**Consegna 1**
Nel testo sulle competenze, elenca tutti i valori numerici che compaiono nel paragrafo sotto il titolo.
**Consegna 2**
Prosegui il testo sulle competenze a partire dal punto in cui si interrompe.

**Testo da analizzare**
4. Capacità di adattamento e rapido sviluppo delle competenze
Le competenze di una persona media hanno un ciclo di vita pari a circa cinque anni, ma con la spinta all’innovazione provocata dalla pandemia questo lasso di tempo potrebbe diventare ancora più breve del previsto. In effetti, la necessità di acquisire nuove competenze è già largamente sentita: una recente indagine dimostra che il 30% degli intervistati teme che il proprio lavoro diventi superfluo nei prossimi anni, mentre più del 75% teme i cambiamenti futuri riguardanti il proprio ruolo a seguito della crisi. Moltissime aziende hanno già fatto passi da gigante nell’innovare i propri servizi e renderli a prova di futuro. Questa capacità di adattamento nasce dall’acquisizione di competenze nuove o più avanzate per stimolare il pensiero innovativo e creativo: una cosa che probabilmente vedremo sempre più nel 2021.

**Elementi archiviati**
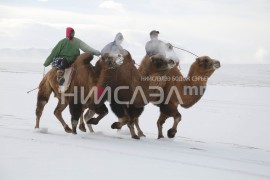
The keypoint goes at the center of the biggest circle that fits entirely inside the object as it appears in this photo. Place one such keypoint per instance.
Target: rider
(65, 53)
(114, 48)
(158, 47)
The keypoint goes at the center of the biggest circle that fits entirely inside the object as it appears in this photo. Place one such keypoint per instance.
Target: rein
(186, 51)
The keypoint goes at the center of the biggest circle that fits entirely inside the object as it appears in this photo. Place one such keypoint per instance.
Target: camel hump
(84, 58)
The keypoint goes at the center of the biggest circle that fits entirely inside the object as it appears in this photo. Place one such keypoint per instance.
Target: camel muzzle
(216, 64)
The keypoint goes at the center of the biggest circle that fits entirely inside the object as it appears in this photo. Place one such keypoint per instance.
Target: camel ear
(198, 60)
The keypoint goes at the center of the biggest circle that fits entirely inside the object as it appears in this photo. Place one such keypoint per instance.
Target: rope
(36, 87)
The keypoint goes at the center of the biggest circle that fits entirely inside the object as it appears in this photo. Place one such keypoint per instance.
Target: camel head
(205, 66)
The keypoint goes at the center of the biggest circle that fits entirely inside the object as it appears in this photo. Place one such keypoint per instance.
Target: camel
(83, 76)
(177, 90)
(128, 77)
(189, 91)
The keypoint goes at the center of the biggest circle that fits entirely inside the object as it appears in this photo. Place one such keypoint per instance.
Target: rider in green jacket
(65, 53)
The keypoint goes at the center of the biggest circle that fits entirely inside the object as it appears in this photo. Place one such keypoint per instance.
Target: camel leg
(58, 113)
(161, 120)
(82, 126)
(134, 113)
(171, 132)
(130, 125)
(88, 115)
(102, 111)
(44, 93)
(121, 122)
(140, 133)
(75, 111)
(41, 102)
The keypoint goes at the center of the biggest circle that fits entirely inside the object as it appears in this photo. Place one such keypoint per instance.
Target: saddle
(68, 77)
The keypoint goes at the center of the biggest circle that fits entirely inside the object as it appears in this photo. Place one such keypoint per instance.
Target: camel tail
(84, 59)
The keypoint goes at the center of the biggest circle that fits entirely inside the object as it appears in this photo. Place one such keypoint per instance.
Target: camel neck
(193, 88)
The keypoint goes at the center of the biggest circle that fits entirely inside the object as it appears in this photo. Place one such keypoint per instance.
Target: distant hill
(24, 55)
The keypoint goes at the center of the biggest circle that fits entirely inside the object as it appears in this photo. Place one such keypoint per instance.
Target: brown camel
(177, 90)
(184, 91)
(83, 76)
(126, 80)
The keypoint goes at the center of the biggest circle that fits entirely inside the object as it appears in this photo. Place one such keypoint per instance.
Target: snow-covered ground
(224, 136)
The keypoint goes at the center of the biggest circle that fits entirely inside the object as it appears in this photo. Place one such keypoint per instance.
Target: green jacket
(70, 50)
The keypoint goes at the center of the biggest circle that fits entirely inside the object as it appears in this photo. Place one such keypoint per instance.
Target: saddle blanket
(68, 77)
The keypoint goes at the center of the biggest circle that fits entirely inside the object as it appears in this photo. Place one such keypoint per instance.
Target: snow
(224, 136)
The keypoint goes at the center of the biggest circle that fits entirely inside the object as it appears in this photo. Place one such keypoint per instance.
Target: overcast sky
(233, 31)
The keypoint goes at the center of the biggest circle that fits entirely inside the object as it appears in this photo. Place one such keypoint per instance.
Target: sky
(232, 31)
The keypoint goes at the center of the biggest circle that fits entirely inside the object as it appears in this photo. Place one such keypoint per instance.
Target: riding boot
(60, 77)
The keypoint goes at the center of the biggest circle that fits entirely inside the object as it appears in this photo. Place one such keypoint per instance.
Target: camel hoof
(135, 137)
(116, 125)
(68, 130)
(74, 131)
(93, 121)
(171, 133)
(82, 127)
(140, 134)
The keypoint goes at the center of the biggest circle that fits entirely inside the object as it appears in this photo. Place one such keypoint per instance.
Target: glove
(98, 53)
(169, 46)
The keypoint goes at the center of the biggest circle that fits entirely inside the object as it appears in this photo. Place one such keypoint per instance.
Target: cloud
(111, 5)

**Svolgimento 1**
- cinque anni
- 30%
- più del 75%
- 2021

**Svolgimento 2**
5. Contenuti in stile Tik Tok per la formazione professionale
In vista del prossimo anno, le aziende devono continuare ad adattare i contenuti formativi se vogliono soddisfare le esigenze in costante mutamento. Quest’anno c’è stata una forte spinta a trasferire tutto nello spazio virtuale ed è l’occasione perfetta per riflettere se non sia meglio offrire contenuti sotto forma di brevi video, pillole di formazione “super concentrate” in formati che ricalcano i social media o quiz rapidi. Stiamo assistendo a una forte ascesa dei contenuti “edutain”, a metà strada tra formazione e intrattenimento, utilissimi per memorizzare le informazioni.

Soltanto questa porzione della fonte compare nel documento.